Проект закона о передаче религиозным организациям имущества религиозного назначения увидел свет уже более месяца назад, однако дискуссии, вызванные им в обществе, до сих пор не смолкают. Деятели культуры направили президенту РФ письмо, с просьбой не передавать Русской церкви памятники из музейных фондов. Среди подписавших это обращение было и руководство музеев Московского Кремля. О том, что взволновало представителей главного музея страны, корреспонденту "Интерфакс-Религия" Елене Веревкиной рассказал профессор, доктор искусствоведения, заместитель генерального директора музеев Московского Кремля Андрей Баталов.
Андрей Леонидович, музеи Московского Кремля фигурируют в качестве подписантов обращений в адрес президента и патриарха по поводу законопроекта о передаче религиозным организациям имущества религиозного назначения. В чем суть вашей обеспокоенности?
Прежде всего в направленности этого законопроекта, в размытости формулировок. В ответ на наши предостережения мы слышим в ответ: речь не идет о реституции. Да, действительно, речь не идет о реституции действие этого закона значительно шире. Реституция бы касалась, прежде всего, тех икон и утвари, которые попали в музеи с 1918 по 1930 годы из конкретных храмов при установлении их принадлежности. Данный же закон предполагает возвращение всех предметов, за которыми может быть признана богослужебная функция. Что же касается недвижимых памятников, то этот закон позволяет не вдаваться в подробности, в чьей юрисдикции они находились к 1917 году Святейшего Синода или министерства Императорского дворца и так далее.
Но ведь законопроект не распространяется на библиотечные и архивные фонды, об этом постоянно говорят церковные деятели...
Прочитав закон, я не понял так что библиотечные фонды выпадают из этого списка. Мне кажется, что это не совсем так по крайней мере, закон так не говорит. Это существует только в устных комментариях.
Могут быть истребованы все памятники, в отношении которых может быть признана возможность их богослужебного использования, включая и книги. Это особенно затуманивает смысл законопроекта, поскольку все богослужебные книги, необходимые для церковной жизни, переизданы и переиздаются. Изъятие церковной литературы из государственных библиотек, децентрализация книжных собраний нанесет удар не только по исторической науке, но и по всему отечественному образованию, в том числе церковному.

Исходные записи:
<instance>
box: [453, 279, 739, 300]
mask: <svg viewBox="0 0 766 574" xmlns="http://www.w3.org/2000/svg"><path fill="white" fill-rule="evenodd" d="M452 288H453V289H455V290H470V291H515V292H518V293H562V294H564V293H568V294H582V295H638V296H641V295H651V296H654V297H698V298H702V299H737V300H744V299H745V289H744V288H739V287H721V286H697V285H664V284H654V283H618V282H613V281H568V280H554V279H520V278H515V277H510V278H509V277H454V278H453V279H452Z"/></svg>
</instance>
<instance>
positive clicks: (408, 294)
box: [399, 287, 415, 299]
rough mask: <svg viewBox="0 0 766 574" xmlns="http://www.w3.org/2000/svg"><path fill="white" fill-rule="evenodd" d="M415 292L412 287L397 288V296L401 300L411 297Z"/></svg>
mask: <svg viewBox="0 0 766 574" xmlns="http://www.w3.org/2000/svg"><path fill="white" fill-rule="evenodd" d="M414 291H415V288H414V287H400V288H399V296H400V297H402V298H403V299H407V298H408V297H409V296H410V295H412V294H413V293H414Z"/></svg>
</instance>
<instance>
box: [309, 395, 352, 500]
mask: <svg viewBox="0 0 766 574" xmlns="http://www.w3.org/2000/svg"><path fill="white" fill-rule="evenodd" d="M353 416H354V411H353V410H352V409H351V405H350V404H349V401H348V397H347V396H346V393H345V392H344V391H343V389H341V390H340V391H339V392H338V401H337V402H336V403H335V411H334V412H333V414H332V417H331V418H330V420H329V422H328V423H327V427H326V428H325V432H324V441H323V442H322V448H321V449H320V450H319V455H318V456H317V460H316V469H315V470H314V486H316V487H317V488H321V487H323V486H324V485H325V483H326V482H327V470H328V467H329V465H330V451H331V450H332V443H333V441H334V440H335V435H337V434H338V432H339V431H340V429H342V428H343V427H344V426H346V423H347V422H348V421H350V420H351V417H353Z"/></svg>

Условие задания: Выпишите из интервью о законопроекте без изменений отрывок от «Проект закона о» до «суть вашей обеспокоенности?» включительно.

Поле ответа:
Проект закона о передаче религиозным организациям имущества религиозного назначения увидел свет уже более месяца назад, однако дискуссии, вызванные им в обществе, до сих пор не смолкают. Деятели культуры направили президенту РФ письмо, с просьбой не передавать Русской церкви памятники из музейных фондов. Среди подписавших это обращение было и руководство музеев Московского Кремля. О том, что взволновало представителей главного музея страны, корреспонденту "Интерфакс-Религия" Елене Веревкиной рассказал профессор, доктор искусствоведения, заместитель генерального директора музеев Московского Кремля Андрей Баталов.
Андрей Леонидович, музеи Московского Кремля фигурируют в качестве подписантов обращений в адрес президента и патриарха по поводу законопроекта о передаче религиозным организациям имущества религиозного назначения. В чем суть вашей обеспокоенности?